• Job 1: From the essay on All Over Creation, return the passage word for word, starting at the words "She quickly transitions" and ending after "the first experience.".
• Job 2:
Answer these questions using the essay on All Over Creation:
(a) For the essay's first draft, what did the author think would be the most appropriate thing to do?
(b) Which two things does the author say must be discussed when talking about intimacy?
(c) In the quoted passage from the novel, what did his house have no furniture of?

November 6, 2015 - 00:18
Fucking and Places: Sexual and Spatial Memory in All Over Creation
For the first draft of this essay, I thought journaling would be the most appropriate thing to do. The subject was still too raw. I needed to sort through some things in my narrative before I could even consider what those things meant in the context of Ozeki’s narrative too. The kind of writing assigned in this class forces me to step into and out of myself, but this is a complicated thing to do; it involves reimagining what those processes mean as complimentary and congruent modes, opposed to distinct opposites. My hope for this is that I might move closer towards my unknown. The part of writing that’s challenging me and confusing me, but maybe do it in a way that still means something to an outsider. The polarizing mindset just ends up constraining me. I want to be frank and transparent and true because so often these things are muddled by academic jargon and apologetic mess. I came to this topic out of discomfort, and I think that’s the way most meaningful work comes about.
“Sex” and “fucking” are used synonymously by most people my age, and a preference only shows when audiences change. From my understanding, these are two very different things. When we talk about intimacy, we have to talk about two important things: reciprocity and investment. I like to think that sex is a marrying of these two—you give, you get, and there’s some greater interest in your partner, beyond what they can give to or get from you. Fucking, on the other hand, doesn’t require either of these things. You can have reciprocity, but without investment, feelings of objectification, exploitation, and unsafety bubble up.
The dangers of fucking are painfully clear in Ozeki’s novel. Fundamentally, the relationship between Yumi and Elliot cannot foster reciprocation of any kind. The power dynamic is too skewed and perverse for that. She is 14 and involved with her decade-older teacher. The entire premise of the relationship comes from an imbalance. The question of investment only further points out the twistedness of Elliot’s fetishization and hypersexulization of a young Japanese-American girl; these are the parameters. When Ozeki writes of their first time, she makes sure to describe surroundings in a distanced but specific way. She says:
"He took you to a tiny clapboard house on the outskirts of town… He had no chairs, so you sat on the mattress in the corner of the living room. The sheets were speckled with grit, and the feathered pillow smelled like the scalp of his head. It was the best smell in the world" (Ozeki 23).
She quickly transitions from this detailed description to the scene of Yumi cleaning herself with a dusty newspaper reading: “NIXON RESIGNS.” The specificities of the space are important and Ozeki gives them breathing room, but what follows is jarring and hard. When we speak of intimacy and memory, sensory experience and place become tangled. Within the barren, musty cabin, Yumi will remember this complicated first. Spaces often reflect that which occupies them. Ozeki makes a point of this, especially in the first experience.

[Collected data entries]

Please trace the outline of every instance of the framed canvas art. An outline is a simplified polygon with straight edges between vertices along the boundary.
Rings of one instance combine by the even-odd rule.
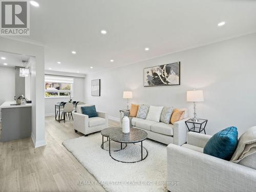
[[[100,79],[92,80],[91,95],[94,96],[100,96]]]
[[[180,62],[144,69],[144,87],[180,85]]]

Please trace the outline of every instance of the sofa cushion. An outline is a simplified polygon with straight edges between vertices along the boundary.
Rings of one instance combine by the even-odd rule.
[[[159,122],[163,106],[156,106],[151,105],[150,107],[146,119],[156,122]]]
[[[238,162],[240,165],[256,169],[256,153],[246,156]]]
[[[106,119],[95,117],[89,118],[89,126],[100,125],[106,123]]]
[[[170,116],[173,113],[173,108],[164,106],[161,114],[160,121],[166,124],[170,123]]]
[[[256,153],[256,126],[249,128],[241,136],[230,161],[238,163],[254,153]]]
[[[135,126],[143,130],[151,131],[151,125],[158,123],[151,120],[142,119],[140,121],[135,122]]]
[[[140,104],[136,117],[145,119],[146,118],[149,109],[150,107],[148,106],[145,104]]]
[[[214,135],[205,144],[204,153],[229,161],[238,143],[237,128],[230,126]]]
[[[131,105],[131,110],[130,110],[130,117],[137,116],[137,113],[138,112],[138,109],[139,109],[138,104],[132,104]]]
[[[199,152],[203,153],[204,151],[204,148],[202,147],[200,147],[197,146],[192,145],[189,144],[183,144],[182,146],[183,147],[189,148],[192,150],[196,151]]]
[[[135,122],[136,121],[141,121],[142,120],[143,120],[143,119],[141,119],[140,118],[137,118],[137,117],[132,117],[132,120],[131,120],[132,125],[135,126]]]
[[[81,107],[82,113],[83,115],[87,115],[89,118],[91,117],[98,117],[98,113],[96,111],[95,105],[86,106]]]
[[[172,136],[174,135],[173,126],[174,125],[172,124],[160,122],[152,124],[151,125],[151,131]]]

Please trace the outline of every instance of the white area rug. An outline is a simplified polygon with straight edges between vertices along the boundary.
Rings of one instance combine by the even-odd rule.
[[[163,184],[167,176],[166,145],[147,139],[143,142],[148,151],[146,158],[137,163],[125,163],[113,159],[108,151],[100,147],[101,142],[102,136],[98,133],[67,140],[62,144],[108,191],[167,190]],[[134,157],[141,155],[140,147],[136,145],[128,144],[124,150],[111,154],[119,158],[128,155],[132,157],[130,160],[134,160]],[[129,150],[129,153],[124,153]],[[125,160],[129,156],[125,157]]]

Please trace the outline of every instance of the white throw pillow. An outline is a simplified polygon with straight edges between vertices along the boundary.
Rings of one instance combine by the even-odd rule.
[[[150,106],[146,119],[159,122],[163,106]]]

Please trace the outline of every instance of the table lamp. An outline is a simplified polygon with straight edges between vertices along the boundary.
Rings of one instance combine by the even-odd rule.
[[[198,122],[197,119],[197,109],[196,102],[204,101],[204,94],[202,90],[187,91],[187,101],[194,102],[194,118],[191,119],[194,122]]]
[[[129,109],[129,99],[133,98],[133,92],[131,91],[124,91],[123,98],[127,99],[127,110]]]

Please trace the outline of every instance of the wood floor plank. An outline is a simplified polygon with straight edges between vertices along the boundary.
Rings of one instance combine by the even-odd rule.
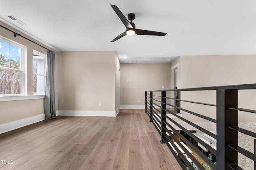
[[[128,169],[143,170],[144,168],[140,141],[131,140],[130,143]]]
[[[113,166],[114,170],[128,169],[130,132],[122,132]]]
[[[82,149],[78,154],[89,155],[90,154],[107,129],[106,127],[100,128],[88,143]]]
[[[13,161],[0,170],[181,169],[144,112],[58,116],[0,134],[0,160]]]

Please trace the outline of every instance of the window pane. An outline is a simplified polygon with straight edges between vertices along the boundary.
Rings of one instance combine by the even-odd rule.
[[[10,45],[10,68],[20,69],[20,48]]]
[[[34,75],[34,93],[45,93],[45,76]]]
[[[0,94],[20,94],[20,72],[0,69]]]
[[[34,73],[37,73],[37,59],[35,59],[34,56],[34,64],[33,64],[33,70],[34,70]]]
[[[9,43],[0,40],[0,55],[4,57],[3,59],[6,62],[4,64],[1,66],[6,67],[9,67]]]

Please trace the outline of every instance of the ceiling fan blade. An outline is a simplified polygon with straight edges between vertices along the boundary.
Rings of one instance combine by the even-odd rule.
[[[119,39],[124,37],[126,35],[126,32],[124,32],[124,33],[121,33],[116,38],[115,38],[113,40],[111,41],[111,42],[113,43],[113,42],[115,41],[116,41],[117,40]]]
[[[135,33],[137,35],[164,36],[166,35],[167,33],[152,31],[144,30],[143,29],[135,29]]]
[[[127,20],[126,18],[124,16],[123,13],[122,13],[119,9],[114,5],[110,5],[113,9],[115,12],[117,14],[117,16],[119,17],[121,21],[123,22],[126,28],[132,28],[132,26],[130,23],[129,21]]]

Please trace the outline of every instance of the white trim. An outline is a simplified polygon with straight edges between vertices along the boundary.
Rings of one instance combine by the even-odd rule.
[[[44,99],[44,95],[16,96],[0,96],[0,102]]]
[[[145,109],[145,106],[121,105],[121,109]]]
[[[174,66],[172,67],[172,89],[175,89],[175,84],[174,82],[176,82],[174,78],[176,77],[175,72],[174,70],[177,69],[177,87],[178,88],[179,88],[179,63],[176,64]],[[172,92],[172,96],[175,96],[175,92]],[[171,101],[172,104],[173,105],[175,105],[175,100],[172,100]],[[172,107],[172,109],[174,109],[174,107]]]
[[[59,116],[108,116],[115,117],[115,111],[86,110],[58,110]]]
[[[44,120],[44,114],[0,125],[0,134],[27,126]]]
[[[118,108],[116,110],[116,116],[119,113],[119,109]]]
[[[177,86],[179,87],[179,63],[178,63],[172,67],[172,89],[175,89],[175,85],[174,84],[174,82],[175,82],[174,78],[174,77],[175,77],[174,74],[175,72],[174,72],[174,71],[176,68],[177,68],[178,70],[178,76],[177,77]]]

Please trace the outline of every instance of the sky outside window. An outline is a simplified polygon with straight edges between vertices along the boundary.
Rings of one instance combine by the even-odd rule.
[[[8,61],[8,65],[6,65],[4,66],[20,69],[20,47],[0,40],[0,55],[4,56],[4,59]]]

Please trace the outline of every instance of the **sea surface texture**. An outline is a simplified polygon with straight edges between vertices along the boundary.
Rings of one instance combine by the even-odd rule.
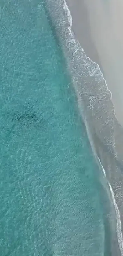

• Correct result 1:
She quickly transitions from this detailed description to the scene of Yumi cleaning herself with a dusty newspaper reading: “NIXON RESIGNS.” The specificities of the space are important and Ozeki gives them breathing room, but what follows is jarring and hard. When we speak of intimacy and memory, sensory experience and place become tangled. Within the barren, musty cabin, Yumi will remember this complicated first. Spaces often reflect that which occupies them. Ozeki makes a point of this, especially in the first experience.

• Correct result 2:
(a) Journaling
(b) Reciprocity and investment
(c) Chairs